— Data entries —

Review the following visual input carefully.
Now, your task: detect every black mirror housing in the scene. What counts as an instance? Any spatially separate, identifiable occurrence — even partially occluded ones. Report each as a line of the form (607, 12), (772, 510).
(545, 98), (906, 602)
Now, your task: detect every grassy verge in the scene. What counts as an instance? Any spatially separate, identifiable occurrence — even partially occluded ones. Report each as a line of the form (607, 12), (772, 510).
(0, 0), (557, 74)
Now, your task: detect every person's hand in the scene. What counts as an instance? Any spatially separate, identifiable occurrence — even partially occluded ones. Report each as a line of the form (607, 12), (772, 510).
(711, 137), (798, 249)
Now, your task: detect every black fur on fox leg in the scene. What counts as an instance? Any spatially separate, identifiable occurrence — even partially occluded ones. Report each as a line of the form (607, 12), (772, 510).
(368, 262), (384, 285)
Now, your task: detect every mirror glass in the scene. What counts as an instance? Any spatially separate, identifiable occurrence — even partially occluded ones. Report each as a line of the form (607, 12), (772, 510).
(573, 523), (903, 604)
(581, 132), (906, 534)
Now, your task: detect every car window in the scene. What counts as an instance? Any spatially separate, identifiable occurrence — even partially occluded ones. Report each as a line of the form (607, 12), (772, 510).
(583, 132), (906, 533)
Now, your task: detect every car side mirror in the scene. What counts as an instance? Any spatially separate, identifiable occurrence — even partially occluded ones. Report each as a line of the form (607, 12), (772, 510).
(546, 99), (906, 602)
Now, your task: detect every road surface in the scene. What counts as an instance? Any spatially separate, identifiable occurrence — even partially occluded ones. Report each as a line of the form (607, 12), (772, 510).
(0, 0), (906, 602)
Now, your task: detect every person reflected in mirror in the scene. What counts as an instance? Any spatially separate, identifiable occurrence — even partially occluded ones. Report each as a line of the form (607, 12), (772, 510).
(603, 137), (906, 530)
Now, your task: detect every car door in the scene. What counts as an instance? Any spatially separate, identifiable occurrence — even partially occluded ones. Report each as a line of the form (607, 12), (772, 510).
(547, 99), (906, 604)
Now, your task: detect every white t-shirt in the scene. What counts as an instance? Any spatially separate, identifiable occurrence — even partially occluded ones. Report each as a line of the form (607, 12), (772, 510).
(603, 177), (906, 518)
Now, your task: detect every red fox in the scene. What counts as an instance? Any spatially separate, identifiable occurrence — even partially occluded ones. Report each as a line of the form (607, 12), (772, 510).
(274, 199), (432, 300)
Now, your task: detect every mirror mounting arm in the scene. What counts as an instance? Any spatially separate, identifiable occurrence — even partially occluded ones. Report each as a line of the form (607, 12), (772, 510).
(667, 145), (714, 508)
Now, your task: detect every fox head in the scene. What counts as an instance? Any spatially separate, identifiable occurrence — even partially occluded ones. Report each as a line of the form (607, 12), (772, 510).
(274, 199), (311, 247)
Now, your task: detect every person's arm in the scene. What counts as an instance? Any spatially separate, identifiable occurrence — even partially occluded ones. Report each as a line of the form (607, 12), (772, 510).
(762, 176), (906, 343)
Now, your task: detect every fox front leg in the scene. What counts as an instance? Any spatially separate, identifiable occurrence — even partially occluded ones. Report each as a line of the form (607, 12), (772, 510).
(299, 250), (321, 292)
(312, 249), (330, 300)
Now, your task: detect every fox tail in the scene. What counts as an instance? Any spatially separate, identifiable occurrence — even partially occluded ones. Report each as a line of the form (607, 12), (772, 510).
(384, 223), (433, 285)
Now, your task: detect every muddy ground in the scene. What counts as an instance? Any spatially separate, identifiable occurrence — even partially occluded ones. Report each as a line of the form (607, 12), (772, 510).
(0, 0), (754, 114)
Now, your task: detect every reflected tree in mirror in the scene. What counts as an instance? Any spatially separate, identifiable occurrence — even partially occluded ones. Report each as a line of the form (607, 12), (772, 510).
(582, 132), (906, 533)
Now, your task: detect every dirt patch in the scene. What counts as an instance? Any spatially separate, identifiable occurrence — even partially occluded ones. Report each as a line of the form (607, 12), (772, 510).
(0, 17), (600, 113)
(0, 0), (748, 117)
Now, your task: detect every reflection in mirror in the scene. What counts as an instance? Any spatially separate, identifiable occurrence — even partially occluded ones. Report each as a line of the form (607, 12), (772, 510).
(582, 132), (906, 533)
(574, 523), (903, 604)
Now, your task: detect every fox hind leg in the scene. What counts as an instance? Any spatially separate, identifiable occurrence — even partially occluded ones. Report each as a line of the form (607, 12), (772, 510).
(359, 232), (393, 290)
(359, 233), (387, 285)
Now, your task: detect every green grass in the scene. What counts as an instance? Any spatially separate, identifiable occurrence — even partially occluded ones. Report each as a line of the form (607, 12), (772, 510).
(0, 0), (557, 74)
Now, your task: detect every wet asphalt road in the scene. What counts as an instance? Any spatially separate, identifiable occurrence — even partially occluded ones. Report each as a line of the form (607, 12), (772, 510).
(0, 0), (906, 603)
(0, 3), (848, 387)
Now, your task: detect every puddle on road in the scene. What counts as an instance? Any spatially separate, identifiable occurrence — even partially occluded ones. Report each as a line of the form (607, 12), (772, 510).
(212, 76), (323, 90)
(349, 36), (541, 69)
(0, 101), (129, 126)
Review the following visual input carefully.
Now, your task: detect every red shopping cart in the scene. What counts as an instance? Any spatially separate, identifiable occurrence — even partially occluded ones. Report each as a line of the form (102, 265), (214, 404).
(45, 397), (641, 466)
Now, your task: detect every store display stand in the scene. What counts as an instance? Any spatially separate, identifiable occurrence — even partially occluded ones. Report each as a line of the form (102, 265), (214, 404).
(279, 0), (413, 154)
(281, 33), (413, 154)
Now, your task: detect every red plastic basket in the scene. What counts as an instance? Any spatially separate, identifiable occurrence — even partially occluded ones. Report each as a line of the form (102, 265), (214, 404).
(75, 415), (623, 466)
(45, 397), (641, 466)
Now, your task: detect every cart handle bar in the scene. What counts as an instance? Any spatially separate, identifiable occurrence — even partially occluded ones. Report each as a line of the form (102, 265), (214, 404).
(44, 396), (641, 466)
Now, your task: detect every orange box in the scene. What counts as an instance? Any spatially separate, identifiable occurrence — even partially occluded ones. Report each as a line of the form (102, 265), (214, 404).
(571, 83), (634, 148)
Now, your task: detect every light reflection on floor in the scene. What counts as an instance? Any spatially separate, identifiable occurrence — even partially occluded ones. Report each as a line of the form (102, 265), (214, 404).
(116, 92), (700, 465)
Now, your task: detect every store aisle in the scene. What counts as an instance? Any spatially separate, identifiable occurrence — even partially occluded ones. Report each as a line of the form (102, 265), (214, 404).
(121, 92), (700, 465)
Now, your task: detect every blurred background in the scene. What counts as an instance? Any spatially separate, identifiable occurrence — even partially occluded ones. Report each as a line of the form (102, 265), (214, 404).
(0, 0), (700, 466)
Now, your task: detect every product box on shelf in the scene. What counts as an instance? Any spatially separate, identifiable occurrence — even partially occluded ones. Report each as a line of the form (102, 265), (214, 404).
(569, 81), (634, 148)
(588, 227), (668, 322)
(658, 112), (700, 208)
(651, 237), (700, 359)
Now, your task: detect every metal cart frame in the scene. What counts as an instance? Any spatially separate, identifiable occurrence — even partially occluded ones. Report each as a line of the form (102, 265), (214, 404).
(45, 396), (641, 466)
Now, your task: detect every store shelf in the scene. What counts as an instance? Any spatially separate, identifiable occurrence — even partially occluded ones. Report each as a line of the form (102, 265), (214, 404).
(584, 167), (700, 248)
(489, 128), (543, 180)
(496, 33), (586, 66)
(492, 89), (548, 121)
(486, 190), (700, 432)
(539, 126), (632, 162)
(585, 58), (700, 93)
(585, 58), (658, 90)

— Task prompt —
Rewrite all the records above, putting "locate every" wherever "detect every" appears and changing nothing else.

— Exercise solution —
Review the following visual input carefully.
Now, your task: locate every black mirror housing in the scene. What counts as an instance? Any spatially separate, identifiable occurrence — even partially occluded ones. Report each as a line of the form (607, 12), (772, 510).
(545, 98), (906, 602)
Now, your task: locate every grassy verge in the scene. What counts as an instance? Any spatially separate, identifiable occurrence — even partially occluded ones. Report each as a line of the form (607, 12), (772, 510).
(0, 0), (557, 74)
Now, your task: locate every person's hand in the scene. What counts as an instance? Any spatially separate, identifiable occurrence — even partially occluded ones. Report each as a line of the form (607, 12), (772, 510).
(711, 137), (798, 249)
Now, your task: locate every black fur on fox leg in the scene. What counts as an instance? Any spatially separate, identifiable occurrence — even partially occluded ones. Report each as a line of the form (607, 12), (772, 510).
(368, 262), (384, 285)
Now, your task: locate every mirror glass in the scene. What counts as an instance? Any spatially separate, identifiable occurrence — even partially occluded ones. Report each as a line of the form (607, 12), (772, 510).
(573, 523), (903, 604)
(581, 132), (906, 534)
Now, your task: locate every car window in the scene. What counts as an instance? Any spatially separate, identifiable occurrence — even partially occluded ones. Report each as a line of the form (607, 12), (772, 510).
(583, 132), (906, 533)
Now, your task: locate every car side mirror in the scene. What counts as an instance? Any spatially separate, identifiable occurrence — even partially occluded ones. Report each as a line of the form (607, 12), (772, 510).
(546, 99), (906, 602)
Now, your task: locate every road surface in the scene. What counts as an instance? Any spatially separate, identifiable occurrence — even partially occluded ones. Report each as a line of the form (607, 12), (772, 510).
(0, 0), (906, 602)
Now, your task: locate every person reflected in mirror in the scene. What counts as an instance? Any spatially separate, identifiable occurrence — even partially occluded ones. Report each as a line of the form (607, 12), (772, 510).
(603, 137), (906, 530)
Now, your task: locate every car door in the scene. What counts as an instance? Any spatially separate, identifiable occurrence — even partially occluded ones. Report each as a line of the form (607, 12), (772, 510).
(547, 99), (906, 604)
Now, your task: locate every white t-shirt in the scene. What counts as an instance? Any spatially separate, identifiable occurrence — even partially occluded ones. Report each as a line of the form (607, 12), (772, 510).
(603, 177), (906, 518)
Now, your task: locate every red fox in the scene. What counts as an instance? Any spatially separate, identifiable occurrence — even partially occluded ones. Report each as a line of the form (607, 12), (772, 510).
(274, 199), (432, 300)
Now, your task: locate every mirror mounting arm in the scene. What counts as an instance? Any spatially separate, identifiable occurrence — even partially occluded ones. Report each as a line of the form (607, 12), (772, 510).
(667, 145), (714, 508)
Now, your task: locate every fox head in the scene. What counts as an instance? Any spatially separate, identifiable occurrence — even partially occluded ones. Report each as a line of the form (607, 12), (772, 510).
(274, 199), (311, 247)
Now, your task: locate every person's arm in the scene. What counts as an instance? Any spatially separate, identifiable occurrence — even partially occluded ones. Report each as a line of the form (607, 12), (772, 510).
(762, 176), (906, 343)
Now, your task: locate every fox front leg in the scene. What counts as an instance? Any spatially separate, identifiable occurrence — even partially occluded ones. Report each as a line of the form (607, 12), (772, 510).
(299, 250), (321, 292)
(312, 249), (330, 300)
Now, your task: locate every fox tail in the scene. What counts as an instance? Any spatially separate, identifiable occurrence — even partially occluded ones. Report each as a line of the form (607, 12), (772, 510).
(384, 223), (433, 285)
Now, your task: locate every muddy ground in the scene. What counts as an instance? Any spatially separate, identifiable occurrence — even partially occluded ones. Report each as a line of the form (607, 12), (772, 510).
(0, 0), (754, 114)
Now, your task: locate every reflected tree in mirror in the scene. What counts as an instance? Any spatially separate, identifiable occurrence — even partially occluded ones. Report each as a line of the form (607, 12), (772, 510).
(582, 132), (906, 533)
Now, your task: locate every dirt patch in the scene. What counts as an instance? Any spatially separate, identifiable occurrence — even partially occluded ones. Report each as a line of the form (607, 12), (772, 510).
(0, 17), (600, 113)
(0, 0), (748, 117)
Now, your task: locate every reflection in mirror in the scene. What counts as an instance? Any spatially separate, identifiable occurrence — even partially occluded ones. Report each as a line of the form (607, 12), (772, 510).
(582, 132), (906, 533)
(574, 523), (903, 604)
Now, your task: locate every fox hind leg in the scene. What counts as an instance? Any spatially separate, identifiable occurrence — even partially occluded ones. Report each as a line of the form (607, 12), (772, 510).
(359, 232), (393, 290)
(359, 233), (387, 285)
Now, your task: locate every green grass in the scene. What counts as an instance? Any spatially separate, identifiable occurrence — even partially occluded ones. Report each as a line of the form (607, 12), (772, 510).
(0, 0), (557, 74)
Now, your task: locate every wet asphalt road in the scene. What counts as an instance? Any spatially separate, identifiable occurrence — even partially occluded ones. Report each as a line of the form (607, 12), (772, 510).
(0, 0), (906, 603)
(0, 3), (848, 387)
Now, your task: locate every puddle on road in the scene. What counts as an instance? Any spatially separate, identifiable occurrence — even partially occluded ones. Report each as a line of the form (607, 12), (772, 510).
(212, 76), (323, 90)
(349, 36), (541, 69)
(0, 101), (129, 126)
Review the following visual input carefully.
Now, your task: locate every red shopping cart in the scene. What counts as an instance? Any spatially separate, identifiable occurrence — even partially occluded ones. Report each as a line of the form (102, 265), (214, 404).
(45, 397), (641, 466)
Now, your task: locate every store display stand in the scene. What counts as an instance? Any spatially separate, identifiable occurrence — even partially occluded ones. Report each as a line of the form (102, 265), (214, 404).
(279, 0), (413, 154)
(281, 33), (413, 154)
Now, your task: locate every red plastic basket in the scene. What counts as an instance? Any spatially separate, identifiable occurrence — even partially occluded ones. Report each as a line of the form (102, 265), (214, 404).
(75, 415), (623, 466)
(45, 397), (641, 466)
Now, your task: locate every cart handle bar in the scene. What counts as an instance? Any spatially separate, identifiable occurrence — even partially occluded ones. Report each as a line of the form (102, 265), (214, 404).
(44, 396), (641, 466)
Now, your task: locate every orange box in the scene. What counts as an instance? Any spatially separate, identifiable occurrence — even partially occluded ones. Report each as a line of the form (102, 265), (214, 404).
(571, 83), (634, 148)
Now, your task: locate every light reflection on floor in the scene. What counts as an instance? Any spatially separate, identifiable occurrence — even partially occluded ones. Report each as a line of the form (102, 265), (214, 404).
(116, 92), (700, 465)
Now, your task: locate every store aisle in the scene. What counts as an instance? Any spatially separate, identifiable occurrence — even partially occluded ones. Report each as a line of the form (102, 265), (214, 404).
(121, 92), (700, 465)
Now, your task: locate every blurred background in the scene. What counts as an instance? Any spatially separate, identifiable occurrence — even partially occluded ones. Report each as a line of the form (102, 265), (214, 404).
(0, 0), (700, 466)
Now, your task: locate every product box on shelf in the scene. What counts as an instance? Any spatially separate, identifiable occurrence — even partially occluded ones. Report each as a line of the form (102, 265), (214, 404).
(569, 81), (634, 148)
(588, 227), (668, 322)
(658, 112), (700, 208)
(651, 237), (700, 359)
Now, your task: locate every metal cart frame in the scene. What counts as an instance? Any spatially separate, identifiable occurrence — even partially occluded ones. Report each as a line of the form (102, 265), (214, 404).
(45, 396), (641, 466)
Now, your task: locate every store shelf in the scene. What counts as an instance? Any spatially separate, identifiable occurrence — even partially occluded ones. Report each as a line of the form (102, 265), (214, 404).
(584, 167), (700, 248)
(489, 128), (543, 180)
(496, 33), (586, 66)
(492, 89), (548, 121)
(486, 190), (700, 432)
(539, 126), (632, 162)
(585, 58), (700, 93)
(585, 58), (658, 90)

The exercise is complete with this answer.